[[ DATA SUPPLIED, beginning ]]

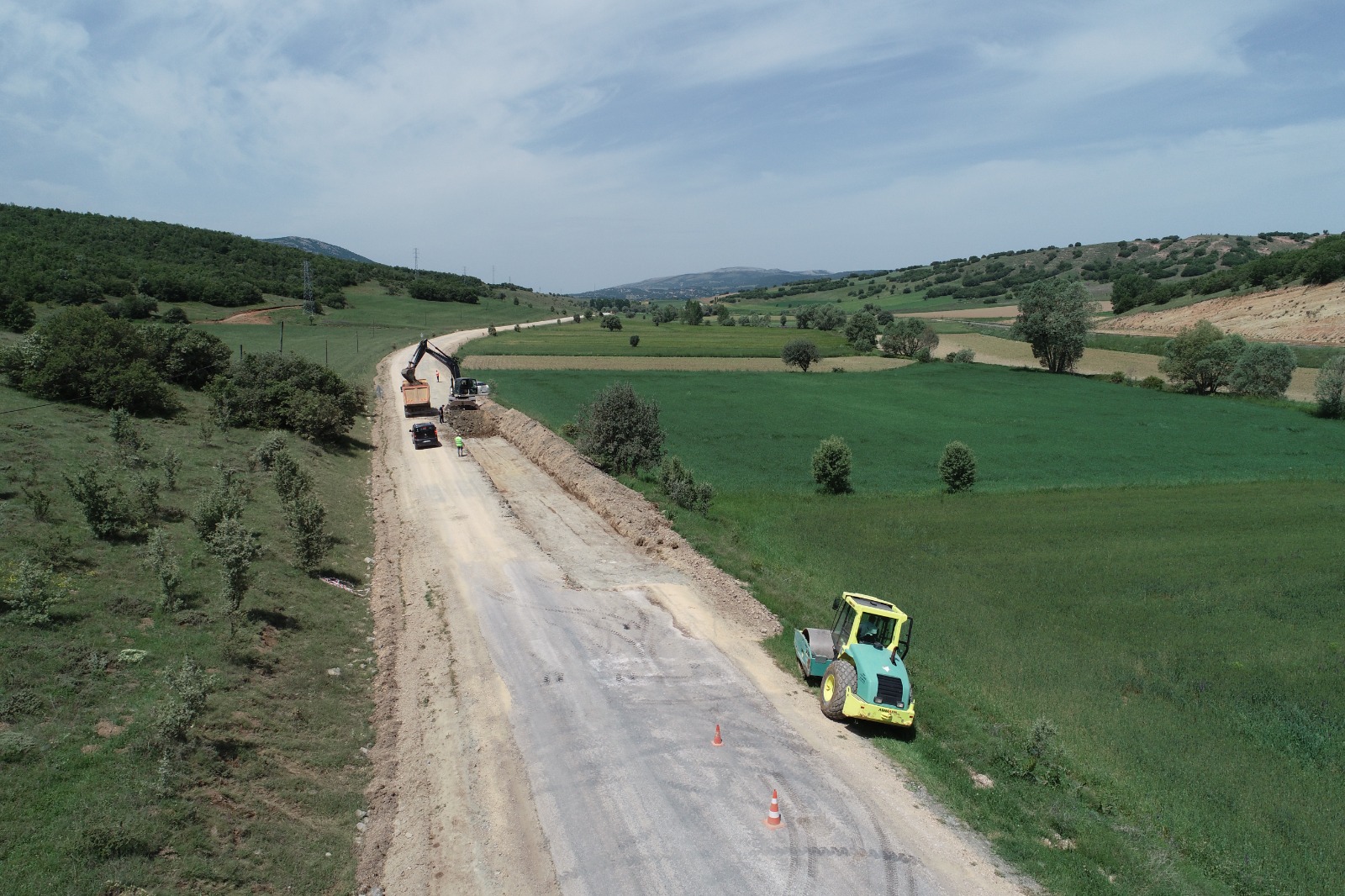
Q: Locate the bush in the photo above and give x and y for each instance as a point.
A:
(287, 392)
(799, 353)
(289, 479)
(679, 485)
(1201, 358)
(31, 591)
(907, 336)
(187, 687)
(304, 521)
(1053, 318)
(620, 430)
(224, 501)
(861, 331)
(958, 467)
(84, 356)
(161, 560)
(101, 499)
(1263, 370)
(1329, 389)
(831, 466)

[[ DATA SUPPLIED, end ]]

* [YOUR ASSIGNMENT]
Give back each of the records above word for word, apart from the pictures.

* [TASK RESULT]
Q: Locate the bush in the photo above and give x and y for each instance as a point.
A:
(287, 392)
(799, 353)
(289, 479)
(679, 485)
(1201, 358)
(31, 591)
(907, 336)
(187, 687)
(304, 521)
(1053, 318)
(620, 430)
(224, 501)
(861, 331)
(958, 467)
(84, 356)
(161, 560)
(101, 499)
(1263, 370)
(1329, 389)
(831, 466)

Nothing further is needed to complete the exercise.